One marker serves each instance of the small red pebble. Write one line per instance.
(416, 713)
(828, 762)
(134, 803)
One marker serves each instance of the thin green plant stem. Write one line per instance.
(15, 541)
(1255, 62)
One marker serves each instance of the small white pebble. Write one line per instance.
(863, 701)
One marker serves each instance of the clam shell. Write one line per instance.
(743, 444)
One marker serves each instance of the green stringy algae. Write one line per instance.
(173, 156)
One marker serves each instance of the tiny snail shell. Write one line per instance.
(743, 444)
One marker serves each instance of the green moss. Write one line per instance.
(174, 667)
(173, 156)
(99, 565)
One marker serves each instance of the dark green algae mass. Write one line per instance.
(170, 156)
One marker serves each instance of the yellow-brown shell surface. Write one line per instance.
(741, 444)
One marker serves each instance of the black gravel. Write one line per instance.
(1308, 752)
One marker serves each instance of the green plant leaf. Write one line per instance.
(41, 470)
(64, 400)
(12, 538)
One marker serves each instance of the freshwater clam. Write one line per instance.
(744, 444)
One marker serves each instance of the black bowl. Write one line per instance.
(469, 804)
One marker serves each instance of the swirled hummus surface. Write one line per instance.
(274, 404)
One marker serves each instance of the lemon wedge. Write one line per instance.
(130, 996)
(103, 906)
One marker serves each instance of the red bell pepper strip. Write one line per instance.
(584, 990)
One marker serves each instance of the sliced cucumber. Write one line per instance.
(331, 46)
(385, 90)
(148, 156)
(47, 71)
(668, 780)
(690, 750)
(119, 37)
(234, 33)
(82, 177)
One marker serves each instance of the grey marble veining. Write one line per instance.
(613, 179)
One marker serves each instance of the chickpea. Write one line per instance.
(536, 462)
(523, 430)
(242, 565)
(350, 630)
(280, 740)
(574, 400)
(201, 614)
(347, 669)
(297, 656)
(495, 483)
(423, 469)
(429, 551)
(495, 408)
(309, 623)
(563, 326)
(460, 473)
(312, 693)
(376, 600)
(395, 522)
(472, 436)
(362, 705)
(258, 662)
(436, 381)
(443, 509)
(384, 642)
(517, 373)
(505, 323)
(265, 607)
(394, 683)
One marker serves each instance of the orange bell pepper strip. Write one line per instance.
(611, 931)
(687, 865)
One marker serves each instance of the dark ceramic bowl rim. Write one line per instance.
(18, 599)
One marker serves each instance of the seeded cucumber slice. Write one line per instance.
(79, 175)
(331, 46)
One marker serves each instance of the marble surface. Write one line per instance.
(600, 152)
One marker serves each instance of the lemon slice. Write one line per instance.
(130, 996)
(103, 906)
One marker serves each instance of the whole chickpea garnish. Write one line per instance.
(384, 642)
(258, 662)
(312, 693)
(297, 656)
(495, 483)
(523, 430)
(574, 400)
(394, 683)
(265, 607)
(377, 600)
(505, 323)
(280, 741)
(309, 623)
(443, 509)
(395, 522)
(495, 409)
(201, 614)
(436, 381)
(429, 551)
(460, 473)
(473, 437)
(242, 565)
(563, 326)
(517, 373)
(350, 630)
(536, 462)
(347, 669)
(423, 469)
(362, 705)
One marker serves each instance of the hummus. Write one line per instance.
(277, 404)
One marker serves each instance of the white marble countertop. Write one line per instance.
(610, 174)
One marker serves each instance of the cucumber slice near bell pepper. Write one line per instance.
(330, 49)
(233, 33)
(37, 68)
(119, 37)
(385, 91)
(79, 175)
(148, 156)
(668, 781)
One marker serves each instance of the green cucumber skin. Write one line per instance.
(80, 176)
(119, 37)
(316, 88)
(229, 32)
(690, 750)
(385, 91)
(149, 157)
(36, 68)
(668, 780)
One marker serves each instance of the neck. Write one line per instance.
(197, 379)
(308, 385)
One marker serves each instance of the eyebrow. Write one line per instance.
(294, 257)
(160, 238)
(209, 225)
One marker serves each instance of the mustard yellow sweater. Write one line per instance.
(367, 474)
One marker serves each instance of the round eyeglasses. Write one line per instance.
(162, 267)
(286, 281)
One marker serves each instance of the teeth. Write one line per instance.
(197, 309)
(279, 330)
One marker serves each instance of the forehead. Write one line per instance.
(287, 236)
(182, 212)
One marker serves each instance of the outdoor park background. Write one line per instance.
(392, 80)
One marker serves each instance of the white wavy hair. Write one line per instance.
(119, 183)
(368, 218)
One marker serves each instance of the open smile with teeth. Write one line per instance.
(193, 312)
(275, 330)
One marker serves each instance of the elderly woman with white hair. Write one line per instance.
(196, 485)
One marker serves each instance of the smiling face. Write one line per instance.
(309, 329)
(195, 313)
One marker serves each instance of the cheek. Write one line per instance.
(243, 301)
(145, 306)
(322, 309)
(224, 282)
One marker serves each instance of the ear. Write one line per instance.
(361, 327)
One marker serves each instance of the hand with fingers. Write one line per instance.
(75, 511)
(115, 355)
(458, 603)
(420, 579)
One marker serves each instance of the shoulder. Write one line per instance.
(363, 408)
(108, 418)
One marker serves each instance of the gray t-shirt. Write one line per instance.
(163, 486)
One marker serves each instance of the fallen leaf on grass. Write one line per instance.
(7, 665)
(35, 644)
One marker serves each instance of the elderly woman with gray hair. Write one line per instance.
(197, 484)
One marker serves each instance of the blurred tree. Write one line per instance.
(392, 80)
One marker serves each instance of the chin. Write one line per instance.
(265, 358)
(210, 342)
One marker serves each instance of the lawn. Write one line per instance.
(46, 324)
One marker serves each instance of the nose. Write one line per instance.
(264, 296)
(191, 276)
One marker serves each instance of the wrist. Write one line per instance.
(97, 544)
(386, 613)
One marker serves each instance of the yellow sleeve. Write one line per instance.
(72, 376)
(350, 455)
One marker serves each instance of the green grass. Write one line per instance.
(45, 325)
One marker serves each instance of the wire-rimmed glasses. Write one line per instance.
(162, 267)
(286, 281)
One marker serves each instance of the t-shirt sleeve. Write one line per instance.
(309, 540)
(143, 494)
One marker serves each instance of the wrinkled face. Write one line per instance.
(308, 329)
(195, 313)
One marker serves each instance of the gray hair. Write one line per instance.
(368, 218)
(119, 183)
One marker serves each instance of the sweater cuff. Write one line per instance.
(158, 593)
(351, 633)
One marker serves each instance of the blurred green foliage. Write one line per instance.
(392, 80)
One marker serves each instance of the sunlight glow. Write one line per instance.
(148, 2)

# # #

■ **Written instruction**:
Copy these lines over word for word.

■ **Task solution**:
One marker serves each instance of the small red pebble. Write one line per instance.
(416, 713)
(828, 762)
(134, 803)
One marker serves each instance of the thin green plant stem. Write one line per instance.
(15, 541)
(1255, 62)
One marker serves each instance of the small white pebble. Write one line per instance.
(863, 701)
One marker serves each instance of the clam shell. Write one line per instance.
(743, 444)
One marker serves each instance of the green stringy algae. Write one line per instance.
(173, 156)
One marker serves each instance of the tiny snail shell. Write one line per instance.
(743, 444)
One marker serves each instance of the green moss. Write one line per instance.
(174, 667)
(173, 156)
(99, 565)
One marker serves each instance of the dark green algae mass. Write one line per instance.
(170, 156)
One marker serves each instance of the yellow-brown shell surface. Write one line per instance.
(741, 444)
One marker serves each instance of the black gravel. Write one line per instance.
(1308, 752)
One marker serves each instance of the green plant leaf. Write one line per instance.
(41, 470)
(64, 400)
(12, 538)
One marker serves each instance of the freshwater clam. Write one line per instance.
(744, 444)
One marker serves each instance of the black bowl. Write one line per instance.
(469, 804)
One marker serves each instance of the swirled hummus surface. Write one line per instance.
(274, 404)
One marker serves each instance of the lemon wedge. Write one line per instance.
(130, 996)
(103, 906)
One marker serves each instance of the red bell pepper strip. Write one line per instance.
(584, 990)
One marker serves each instance of the sliced cucumber. Write one line per instance.
(331, 46)
(385, 90)
(148, 156)
(47, 71)
(668, 780)
(690, 750)
(119, 37)
(234, 33)
(82, 177)
One marker serves each instance of the grey marble veining. Write one line per instance.
(613, 179)
One marker serves each instance of the chickpea. Write one line per instance.
(536, 462)
(523, 430)
(242, 565)
(350, 630)
(280, 740)
(574, 400)
(201, 614)
(347, 669)
(297, 656)
(495, 483)
(423, 469)
(429, 551)
(495, 408)
(309, 623)
(563, 326)
(460, 473)
(312, 693)
(376, 600)
(395, 522)
(472, 436)
(362, 705)
(258, 662)
(436, 381)
(443, 509)
(384, 642)
(517, 373)
(505, 323)
(265, 607)
(394, 683)
One marker serves each instance of the orange bell pepper strip. Write one line per instance.
(611, 931)
(687, 865)
One marker serves each instance of the dark ceramic bowl rim. Write one line per instance.
(18, 599)
One marker serves each instance of the seeded cucumber slice. Write one line per instance.
(79, 175)
(331, 46)
One marker serves each instance of the marble surface. Write one line per instance.
(600, 152)
One marker serves each instance of the lemon slice. Write one line per instance.
(130, 996)
(103, 906)
One marker serves each instance of the whole chickpea garnish. Write one line per instance.
(384, 642)
(258, 662)
(312, 693)
(297, 656)
(495, 483)
(523, 430)
(574, 400)
(394, 683)
(265, 607)
(377, 600)
(505, 323)
(280, 741)
(309, 623)
(443, 509)
(395, 522)
(495, 409)
(201, 614)
(436, 381)
(429, 551)
(460, 473)
(473, 437)
(242, 565)
(563, 326)
(517, 373)
(350, 630)
(536, 462)
(347, 669)
(423, 469)
(362, 705)
One marker serves each instance of the hummus. Write one line per instance.
(277, 404)
One marker serves each instance of the white marble countertop. Write one line per instance.
(610, 174)
One marker serves each instance of the cucumber slice near bell pepper. Write one line per instance.
(330, 49)
(233, 33)
(37, 68)
(119, 37)
(385, 91)
(79, 175)
(148, 156)
(668, 781)
One marker serves each instance of the green cucumber skin. Write one line per instance.
(80, 176)
(119, 37)
(316, 88)
(229, 32)
(690, 750)
(385, 91)
(149, 157)
(36, 68)
(668, 780)
One marker serves each instance of the neck. Write one line per instance.
(197, 379)
(308, 385)
One marker serves each instance of the eyebrow. Write one line per instance.
(294, 257)
(160, 238)
(209, 225)
One marker serves each instance of the mustard yellow sweater. Write one line per instance.
(367, 474)
One marker serves each instance of the round eyeglasses. Write one line per instance.
(162, 267)
(286, 281)
One marker serves each instance of the teeth. Write one line per instance.
(197, 309)
(279, 330)
One marker serves each instance of the forehead. Write one line per instance.
(287, 236)
(182, 212)
One marker serves each instance of the outdoor park background. Write one line per instance.
(392, 80)
One marker serves each instance of the white wavy hair. Write one line per instance.
(119, 183)
(368, 218)
One marker serves each instance of the open smile with teeth. Write one line per instance.
(193, 312)
(275, 330)
One marker serves each instance of the elderly woman with white hair. Write one line per instance.
(196, 485)
One marker serves each instance of the smiling face. Write one line per instance.
(309, 329)
(195, 313)
One marker serves each instance of the cheek. Write one line per instance.
(243, 301)
(145, 306)
(322, 309)
(224, 282)
One marker serves each instance of the ear. Write one line per instance.
(361, 327)
One marker serves each instance of the hand with fingers. Write one line per instance.
(75, 511)
(115, 355)
(458, 603)
(420, 579)
One marker serves each instance of the shoulder. Write one line per instance.
(363, 408)
(108, 418)
One marker serves each instance of the gray t-shirt. Write one line per instance.
(163, 486)
One marker serves each instance of the fallen leaf on grass. Write one line per instance.
(7, 665)
(35, 644)
One marker serves each instance of the elderly woman with gray hair. Write one line per instance.
(197, 484)
One marker serves each instance of the blurred tree. Write one line per instance.
(392, 80)
One marker serves each instance of the chin. Write one line per instance.
(265, 358)
(210, 342)
One marker serves each instance of the lawn. Write one line per instance.
(46, 324)
One marker serves each instance of the nose. Write one line per instance.
(264, 296)
(191, 276)
One marker serves each instance of the wrist. Write one line per instance.
(97, 544)
(386, 613)
One marker serves each instance of the yellow sleeve. Write one line per instance.
(72, 376)
(350, 455)
One marker serves each instance of the green grass. Write one line per instance.
(45, 325)
One marker serves each instance of the wire-rimmed glasses. Write one line per instance.
(162, 267)
(286, 281)
One marker serves each instance of the t-shirt sleeve. Write one line per instance.
(309, 540)
(143, 494)
One marker serves each instance of the wrinkled face. Write one line per instance.
(308, 329)
(195, 313)
One marker serves each instance of the gray hair. Write one line per instance.
(368, 218)
(119, 183)
One marker serves each instance of the sweater cuff. Write one line per instance.
(158, 593)
(351, 633)
One marker serves each instance of the blurred green foliage. Write one line per instance.
(392, 80)
One marker serves each instance of the sunlight glow. Write one line per instance.
(148, 2)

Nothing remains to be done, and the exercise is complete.